- _SET EXERCISE_: Restate the records below word for word, and omit the images they hold.

##########

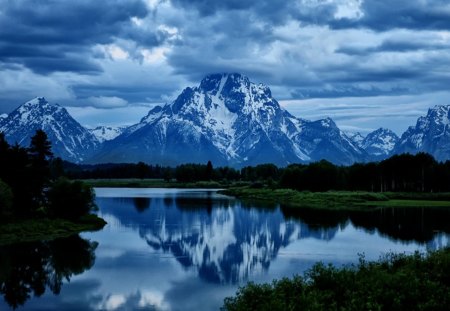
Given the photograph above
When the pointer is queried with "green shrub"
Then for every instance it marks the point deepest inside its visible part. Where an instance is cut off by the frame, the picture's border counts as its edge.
(395, 282)
(70, 199)
(6, 200)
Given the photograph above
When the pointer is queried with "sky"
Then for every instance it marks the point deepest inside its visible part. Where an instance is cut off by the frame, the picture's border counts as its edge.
(364, 63)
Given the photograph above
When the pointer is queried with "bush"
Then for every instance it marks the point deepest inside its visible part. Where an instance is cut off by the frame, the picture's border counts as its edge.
(6, 200)
(70, 199)
(395, 282)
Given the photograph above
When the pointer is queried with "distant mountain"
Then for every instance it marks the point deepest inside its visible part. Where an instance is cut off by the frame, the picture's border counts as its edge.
(380, 143)
(431, 134)
(357, 138)
(69, 139)
(104, 133)
(231, 121)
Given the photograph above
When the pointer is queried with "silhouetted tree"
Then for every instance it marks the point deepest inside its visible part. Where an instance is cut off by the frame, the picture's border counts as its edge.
(209, 171)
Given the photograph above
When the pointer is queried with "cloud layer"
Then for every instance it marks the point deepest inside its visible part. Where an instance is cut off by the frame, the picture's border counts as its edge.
(111, 54)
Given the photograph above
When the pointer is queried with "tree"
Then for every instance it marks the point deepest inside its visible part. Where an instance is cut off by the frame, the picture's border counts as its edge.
(6, 200)
(40, 155)
(70, 199)
(209, 171)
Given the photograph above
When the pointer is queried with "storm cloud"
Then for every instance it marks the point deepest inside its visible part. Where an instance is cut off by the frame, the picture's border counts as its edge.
(136, 53)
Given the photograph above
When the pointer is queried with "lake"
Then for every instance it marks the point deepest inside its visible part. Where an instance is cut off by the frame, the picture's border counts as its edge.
(178, 249)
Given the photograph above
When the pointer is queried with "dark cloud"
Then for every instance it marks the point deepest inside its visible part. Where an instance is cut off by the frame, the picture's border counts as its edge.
(48, 36)
(338, 91)
(407, 14)
(394, 46)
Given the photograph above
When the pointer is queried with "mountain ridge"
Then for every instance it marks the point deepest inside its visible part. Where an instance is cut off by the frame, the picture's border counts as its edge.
(230, 121)
(226, 119)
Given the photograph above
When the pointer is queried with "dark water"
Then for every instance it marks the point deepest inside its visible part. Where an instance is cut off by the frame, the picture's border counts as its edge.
(168, 249)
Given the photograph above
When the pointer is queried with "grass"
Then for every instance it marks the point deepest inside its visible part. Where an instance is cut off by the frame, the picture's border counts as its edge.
(46, 229)
(395, 282)
(339, 200)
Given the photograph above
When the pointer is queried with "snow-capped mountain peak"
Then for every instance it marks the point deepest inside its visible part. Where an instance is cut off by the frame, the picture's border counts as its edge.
(231, 121)
(431, 134)
(69, 139)
(380, 143)
(357, 137)
(104, 133)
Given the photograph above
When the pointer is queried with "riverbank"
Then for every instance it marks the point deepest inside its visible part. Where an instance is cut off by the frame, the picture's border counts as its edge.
(340, 200)
(395, 282)
(155, 183)
(28, 230)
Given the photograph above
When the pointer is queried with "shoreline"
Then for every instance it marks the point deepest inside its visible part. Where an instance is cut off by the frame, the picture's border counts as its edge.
(29, 230)
(341, 200)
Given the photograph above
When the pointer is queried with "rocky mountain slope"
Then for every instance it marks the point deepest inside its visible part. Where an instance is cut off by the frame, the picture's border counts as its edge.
(231, 121)
(69, 139)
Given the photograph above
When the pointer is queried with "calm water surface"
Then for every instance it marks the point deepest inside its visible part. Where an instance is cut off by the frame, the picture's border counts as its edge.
(172, 249)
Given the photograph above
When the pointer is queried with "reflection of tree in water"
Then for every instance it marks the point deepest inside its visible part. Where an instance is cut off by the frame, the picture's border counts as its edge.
(225, 244)
(227, 240)
(400, 224)
(141, 204)
(31, 268)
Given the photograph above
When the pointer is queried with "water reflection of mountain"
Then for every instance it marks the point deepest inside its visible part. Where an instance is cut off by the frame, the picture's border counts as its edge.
(30, 268)
(404, 224)
(226, 241)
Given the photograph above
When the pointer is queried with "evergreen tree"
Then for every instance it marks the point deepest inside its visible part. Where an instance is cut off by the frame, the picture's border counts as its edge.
(40, 155)
(209, 171)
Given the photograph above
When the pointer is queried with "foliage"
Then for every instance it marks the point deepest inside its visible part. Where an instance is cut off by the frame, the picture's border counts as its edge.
(400, 173)
(70, 199)
(6, 200)
(395, 282)
(29, 175)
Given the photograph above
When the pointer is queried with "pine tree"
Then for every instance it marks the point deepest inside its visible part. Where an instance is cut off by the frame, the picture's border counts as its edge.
(40, 155)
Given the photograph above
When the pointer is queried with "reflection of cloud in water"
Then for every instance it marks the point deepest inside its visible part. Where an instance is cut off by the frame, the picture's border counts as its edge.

##########

- _THE ANSWER_:
Given the photograph above
When the pointer is queried with "green shrub"
Then for every instance it marks the point deepest inside its visible part. Where an instance is cut off by the frame, the picture's border counts as its edge.
(395, 282)
(70, 199)
(6, 200)
Given the photograph above
When the pointer is queried with "sky"
Then for every instance it marks the point deepest inside its visible part. Where an instance is cut off by the frame, the picture's border counts as its edge.
(364, 63)
Given the photograph above
When the pointer is queried with "bush"
Then for every instance it marks the point deepest inside its visible part. Where an instance is cut off by the frame, the picture's border counts as its edge.
(6, 200)
(70, 199)
(395, 282)
Given the photograph above
When the pointer is queried with "distant mountain"
Then for every instance it marks the point deepest inside its visible part. Where an instance is cut off by the frame, the picture's border counts as its edge.
(380, 143)
(431, 134)
(357, 138)
(69, 139)
(104, 133)
(231, 121)
Given the photograph above
When the pointer is queried with "silhouetted tree"
Then for every instance it marks the point deepest inside its visible part. Where an instance is cut off by the frame, the picture's border counts as its edge.
(209, 171)
Given the photograph above
When the pointer is queried with "cloud layer"
Then for every instance it marks the point deepest inside its visible part. Where an instance is cut off by the frame, the picture's border counts as its edge.
(111, 54)
Given the photograph above
When the pointer is queried with "tree"
Then for every instance it marks the point deepest inside its visible part. Where an instance is cut off by the frame, the picture's border counts as its edge.
(6, 200)
(40, 155)
(70, 199)
(209, 171)
Given the photograph above
When the pointer is queried with "storm cloud"
Then for every instance it marks the point deepest inside its visible part. Where an instance is cut off by the frame, the picture's border counts as its edge.
(136, 53)
Given the photograph above
When the pointer is queried with "lake"
Then for every instance it marks the point deepest inside its visible part. Where an instance is cut off by the frame, the picture's border counts as its edge.
(178, 249)
Given the photograph above
When the pointer is queried with "dark cloud"
Then for every instance it marks the point deepest inside its visible part. Where an instance is cut off by the frame, the picture's border counts as its edge.
(48, 36)
(338, 91)
(407, 14)
(394, 46)
Given the photograph above
When the pointer is queried with "mountain ridge"
Then for every instance it marks the point deepest inside its visible part. Where an instance is cut off by the frame, the picture's border counts as its edge.
(230, 121)
(226, 119)
Given the photograph above
When the pointer is queried with "dark water"
Then for every instance it marks the point deepest inside its visible part. Where an instance is cut off by the frame, the picture's border counts as its edge.
(168, 249)
Given the photograph above
When the pointer is queried with "grass"
Then for every instance it marks the point deepest inside its visible part. Where an instance is cut off by the frame, the picture's border counts as its edge.
(46, 229)
(395, 282)
(339, 200)
Given the photograph above
When the pointer is queried with "snow-capped mountain peak"
Then for every instance it marks the point deepest inside its visible part. Where an instance is cut off by the frame, the picture's border counts as its edge.
(231, 121)
(431, 134)
(69, 139)
(380, 143)
(357, 137)
(104, 133)
Given the photograph above
When the pointer is queried with "riverbank"
Then for every instance it marks the point deepest inside its visible part. Where an instance is cut off by the frame, the picture's border counts as its edge.
(340, 200)
(395, 282)
(155, 183)
(28, 230)
Given the photograph above
When the pointer is queried with "shoreline"
Then for every instance it marks the point deepest inside its visible part. Where an instance is cut off by the frame, the picture's border counts as its edge.
(29, 230)
(341, 200)
Given the photograph above
When the pointer is queried with "rocky mountain slope"
Then for every instance it marks the point deepest inside its visible part. Where an instance is cut off by the frame, the picture's border counts as its edge.
(231, 121)
(69, 139)
Given the photograph above
When the pointer is queried with "calm water surface"
Then for every instance it marks the point deepest inside its visible part. Where an instance is cut off by the frame, the picture's border counts as its edge.
(172, 249)
Given the photograph above
When the pointer is queried with "reflection of tree in water"
Then for every instance it marks the point deepest inside its visible part. Where an instance is cut off by the frame, the picture's border counts as its edge.
(225, 244)
(227, 240)
(400, 224)
(141, 204)
(31, 268)
Given the photograph above
When the pointer is queried with "water reflection of mountain"
Then for every instance it marks the point deepest inside its visible part. Where an instance is cut off by the frame, the picture's border counts as its edge.
(30, 268)
(404, 224)
(226, 241)
Given the photograph above
When the pointer is queried with "evergreen tree"
Then for every instance it marks the point deepest inside its visible part. Where an instance is cut off by the frame, the picture's border counts as its edge.
(40, 155)
(209, 171)
Given the photograph above
When the pointer is queried with "foliage"
Then for every instance it marks the point deepest inside its visible part. Where an instance is cut off by the frame, the picture's border counts as its edge.
(400, 173)
(70, 199)
(6, 200)
(395, 282)
(29, 175)
Given the photograph above
When the pointer is queried with "pine tree"
Then for every instance it marks the point deepest inside its visible part. Where an instance is cut off by the frame, the picture's border counts as its edge.
(40, 155)
Given the photograph above
When the pointer is queried with "reflection of cloud in water"
Then for every instance it marks the point deepest inside its visible part. Where an instance is cut off by the frame, the picture's border counts as its edge.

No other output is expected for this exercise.